Exercise materials:
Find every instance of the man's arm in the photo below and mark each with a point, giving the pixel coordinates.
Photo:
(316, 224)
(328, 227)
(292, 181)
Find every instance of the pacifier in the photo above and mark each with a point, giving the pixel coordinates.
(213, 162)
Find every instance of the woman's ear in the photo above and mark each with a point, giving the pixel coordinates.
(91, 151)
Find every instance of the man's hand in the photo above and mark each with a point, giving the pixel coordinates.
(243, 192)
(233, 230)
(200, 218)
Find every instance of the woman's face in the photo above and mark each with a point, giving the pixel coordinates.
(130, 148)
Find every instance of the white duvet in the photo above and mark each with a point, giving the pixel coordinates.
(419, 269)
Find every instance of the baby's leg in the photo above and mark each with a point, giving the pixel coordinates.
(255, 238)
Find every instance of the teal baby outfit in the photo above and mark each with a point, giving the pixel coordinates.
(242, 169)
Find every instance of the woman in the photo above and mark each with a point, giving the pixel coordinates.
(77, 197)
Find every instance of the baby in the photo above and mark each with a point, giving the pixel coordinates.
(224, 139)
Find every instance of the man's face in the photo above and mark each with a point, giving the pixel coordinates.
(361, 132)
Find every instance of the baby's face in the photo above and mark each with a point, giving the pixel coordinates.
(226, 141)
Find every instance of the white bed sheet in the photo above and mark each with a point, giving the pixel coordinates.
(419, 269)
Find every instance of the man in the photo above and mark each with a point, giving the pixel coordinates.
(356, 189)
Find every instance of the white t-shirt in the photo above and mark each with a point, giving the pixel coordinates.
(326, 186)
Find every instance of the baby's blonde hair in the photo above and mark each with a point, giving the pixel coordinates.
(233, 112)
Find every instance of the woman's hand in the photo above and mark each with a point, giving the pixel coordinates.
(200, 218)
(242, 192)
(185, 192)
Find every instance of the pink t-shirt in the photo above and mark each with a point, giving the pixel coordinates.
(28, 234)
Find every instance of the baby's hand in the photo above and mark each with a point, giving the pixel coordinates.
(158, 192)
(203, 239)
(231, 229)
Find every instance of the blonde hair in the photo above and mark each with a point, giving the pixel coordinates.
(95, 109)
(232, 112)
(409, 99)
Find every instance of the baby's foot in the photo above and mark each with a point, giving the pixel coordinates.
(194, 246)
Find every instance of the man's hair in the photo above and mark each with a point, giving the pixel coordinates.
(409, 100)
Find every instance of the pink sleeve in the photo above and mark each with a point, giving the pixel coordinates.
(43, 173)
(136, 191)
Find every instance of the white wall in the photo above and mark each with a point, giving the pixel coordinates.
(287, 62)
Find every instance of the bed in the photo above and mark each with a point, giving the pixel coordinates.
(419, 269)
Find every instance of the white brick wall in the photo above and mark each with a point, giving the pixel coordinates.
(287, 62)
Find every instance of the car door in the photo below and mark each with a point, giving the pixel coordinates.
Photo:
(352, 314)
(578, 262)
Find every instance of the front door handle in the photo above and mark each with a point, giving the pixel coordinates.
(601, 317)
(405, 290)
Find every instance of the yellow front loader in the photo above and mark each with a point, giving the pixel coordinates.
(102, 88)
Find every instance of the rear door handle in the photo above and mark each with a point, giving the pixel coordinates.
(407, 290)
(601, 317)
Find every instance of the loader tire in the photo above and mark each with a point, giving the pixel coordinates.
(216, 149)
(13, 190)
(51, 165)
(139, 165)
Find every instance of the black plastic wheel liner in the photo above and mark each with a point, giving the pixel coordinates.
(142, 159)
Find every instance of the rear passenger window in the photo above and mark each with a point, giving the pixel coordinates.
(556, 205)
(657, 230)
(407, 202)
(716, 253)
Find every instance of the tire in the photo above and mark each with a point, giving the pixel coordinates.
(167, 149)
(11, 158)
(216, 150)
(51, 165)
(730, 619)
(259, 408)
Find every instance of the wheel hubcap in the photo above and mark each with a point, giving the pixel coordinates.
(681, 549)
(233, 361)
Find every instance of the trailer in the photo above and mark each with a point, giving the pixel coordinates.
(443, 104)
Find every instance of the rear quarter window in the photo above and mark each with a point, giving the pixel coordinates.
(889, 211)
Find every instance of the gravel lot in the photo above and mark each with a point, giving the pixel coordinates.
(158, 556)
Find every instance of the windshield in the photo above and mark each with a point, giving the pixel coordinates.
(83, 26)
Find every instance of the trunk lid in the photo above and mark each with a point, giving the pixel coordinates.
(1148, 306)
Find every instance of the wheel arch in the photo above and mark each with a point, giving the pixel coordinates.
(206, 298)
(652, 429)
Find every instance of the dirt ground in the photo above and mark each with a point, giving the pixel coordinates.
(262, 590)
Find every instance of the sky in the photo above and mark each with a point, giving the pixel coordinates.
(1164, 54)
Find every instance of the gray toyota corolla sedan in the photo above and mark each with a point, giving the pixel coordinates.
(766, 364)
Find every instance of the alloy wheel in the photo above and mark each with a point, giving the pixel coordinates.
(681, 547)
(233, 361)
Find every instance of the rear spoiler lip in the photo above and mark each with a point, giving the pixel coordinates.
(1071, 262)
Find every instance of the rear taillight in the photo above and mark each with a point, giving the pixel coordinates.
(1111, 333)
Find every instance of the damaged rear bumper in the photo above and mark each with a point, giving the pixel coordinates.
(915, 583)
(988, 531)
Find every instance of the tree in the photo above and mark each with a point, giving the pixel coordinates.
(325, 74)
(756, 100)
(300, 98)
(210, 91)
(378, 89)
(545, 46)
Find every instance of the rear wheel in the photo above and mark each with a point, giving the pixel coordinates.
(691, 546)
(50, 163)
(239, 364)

Instructions to follow: Nothing but an exact repetition of the entries is expected here.

Answer for this exercise:
Find every instance of the man's arm in the photo below and mark each with a point, giving the pixel coordinates.
Photo:
(316, 224)
(328, 227)
(292, 181)
Find every instance of the pacifier in the photo above and mark each with a point, giving the pixel coordinates.
(213, 162)
Find every instance of the woman's ear in the photo above and mark each with a point, giving the pixel coordinates.
(91, 151)
Find every instance of the man's hand in the photo above and mark each with a point, giving the pixel coordinates.
(243, 192)
(233, 230)
(200, 218)
Find every instance of the woman's face in the photo above and mark each with a point, giving the pixel coordinates.
(130, 148)
Find every instance of the white duvet in the photo above and mark each with a point, giving the pixel coordinates.
(419, 269)
Find every instance of the baby's leg in the photo above and mark each with a point, giving the pixel coordinates.
(255, 238)
Find every instance of the teal baby outfit in the photo above and mark each with a point, giving the pixel coordinates.
(242, 169)
Find every instance of the woman in the photo above and mark each with a point, giving the pixel coordinates.
(77, 197)
Find every instance of the baby in the photo above and mark each with a point, giving the pixel coordinates.
(224, 139)
Find every instance of the man's face in the photo above and mark each with a point, giving the pixel coordinates.
(361, 132)
Find every instance of the baby's face in the photo above and mark each with a point, giving the pixel coordinates.
(226, 141)
Find every instance of the white bed sheet in the photo above and mark each with a point, giving the pixel coordinates.
(419, 269)
Find every instance of the man in the photo above and mark each with a point, giving the pixel coordinates.
(356, 189)
Find every instance of the white t-shirt in the photo above and mark each with a point, giving the pixel coordinates.
(326, 186)
Find every instance of the baby's blonde hair in the photo above and mark each with a point, giving the pixel coordinates.
(233, 112)
Find every instance of the woman's hand in the photo above and mark each with a point, giving the pixel coordinates.
(200, 218)
(242, 192)
(185, 192)
Find every instance of the pink t-shirt in the photo above and mark each with a point, giving the pixel coordinates.
(28, 234)
Find every instance of the baby's hand in the photo above and mark each with a point, giving the pixel coordinates.
(158, 192)
(203, 239)
(231, 229)
Find every instance of the blonde hair in the photo above and mark each with a point, giving the pixel coordinates.
(95, 109)
(232, 112)
(409, 99)
Find every instance of the baby's foot in the photo above and mark each with a point, giving the pixel coordinates.
(194, 246)
Find every instance of the man's hair in the photo above and mark each with a point, giving the pixel coordinates.
(409, 100)
Find every instance of the pink sleeve in the photo above and mark each with a point, giving the pixel coordinates.
(43, 173)
(136, 191)
Find every instance of the white wall in the photo above and mark each with a point, giving the pixel coordinates.
(287, 62)
Find every instance of the bed in the photo above and mark each with a point, giving the pixel coordinates.
(419, 269)
Find every instance of the white brick wall in the photo above and mark each with a point, giving the pixel coordinates.
(287, 62)
Find every instance of the car door in the photo below and mark each with a point, giving the pixel coordinates.
Photo:
(352, 314)
(578, 262)
Find every instance of the front door handle in the photo above and mark each with a point, giving the pixel coordinates.
(601, 317)
(405, 290)
Find every instance of the yellow front loader in the photo above and mark each with a point, giving the pixel coordinates.
(102, 88)
Find every instance of the rear door handle in the photo above and mark each with a point, giving the pixel coordinates.
(407, 290)
(601, 317)
Find every instance of the loader tire in the photo above and mark each with a point, giving the pixel coordinates.
(216, 149)
(13, 190)
(51, 165)
(139, 165)
Find every instance of the black plastic wheel liner in the photo above and mark each with a point, giving the pixel coordinates.
(142, 159)
Find every instance of the rear passenger window in the photo above and mark each with a point, giving the pixel coordinates.
(556, 205)
(657, 230)
(407, 202)
(716, 253)
Find every instance of the tire in the photo above and mark each with a point, giving the pixel coordinates.
(167, 149)
(11, 158)
(216, 150)
(51, 165)
(730, 619)
(259, 408)
Find every instance of the wheel hubcap in the photo above and mark each with a point, giving the pixel coordinates.
(681, 549)
(233, 361)
Find every instance of the trailer in the photo above and mark each with a point, giving the pixel coordinates.
(443, 104)
Find every instance of the rear quarter window in the photo above and mark each with a point, giving the pixel coordinates.
(889, 211)
Find every instance of the gravel lot in the photo above and mark each with a point, giving the pixel coordinates.
(158, 556)
Find every instance of the windshield in the photo above and mark each with a point, giving the pixel coordinates.
(83, 26)
Find every instance of the trunk lid in the photo above and mark each with a point, giving the pixel coordinates.
(1148, 306)
Find every instance of the wheel arch in the photo above and mark each with a point, giving the pixel coordinates.
(206, 298)
(652, 429)
Find every instance of the dirt ground in the photo above and mark each with a point, giving the pixel coordinates.
(262, 590)
Find every instance of the sky in the photo above and mark each with a point, giving the pixel coordinates.
(1164, 54)
Find every instance of the gray toyota corolla sedan in the photo above and mark each with a point, giving the pixel coordinates.
(766, 364)
Find every instance of the alloy wheel in the photo above and mark each with a point, giving the pixel coordinates.
(681, 547)
(233, 361)
Find every instance of the rear spoiler lip in the photo above and mark each with a point, giving the pixel coordinates.
(1071, 262)
Find every instance of the rear taillight in the photo above and mark each with a point, giving the pixel coordinates.
(1111, 333)
Find every instance of the damaged rear bumper in the photo above and mark each with a point, giving the pixel coordinates.
(915, 583)
(988, 531)
Find every instance of the tree in the photo above and mark each with a point, giving the pixel coordinates.
(325, 74)
(756, 100)
(300, 98)
(210, 91)
(378, 89)
(545, 46)
Find every instance of the rear wheel in the photo above and mark each with a point, giving the pixel coordinates.
(691, 546)
(50, 163)
(239, 364)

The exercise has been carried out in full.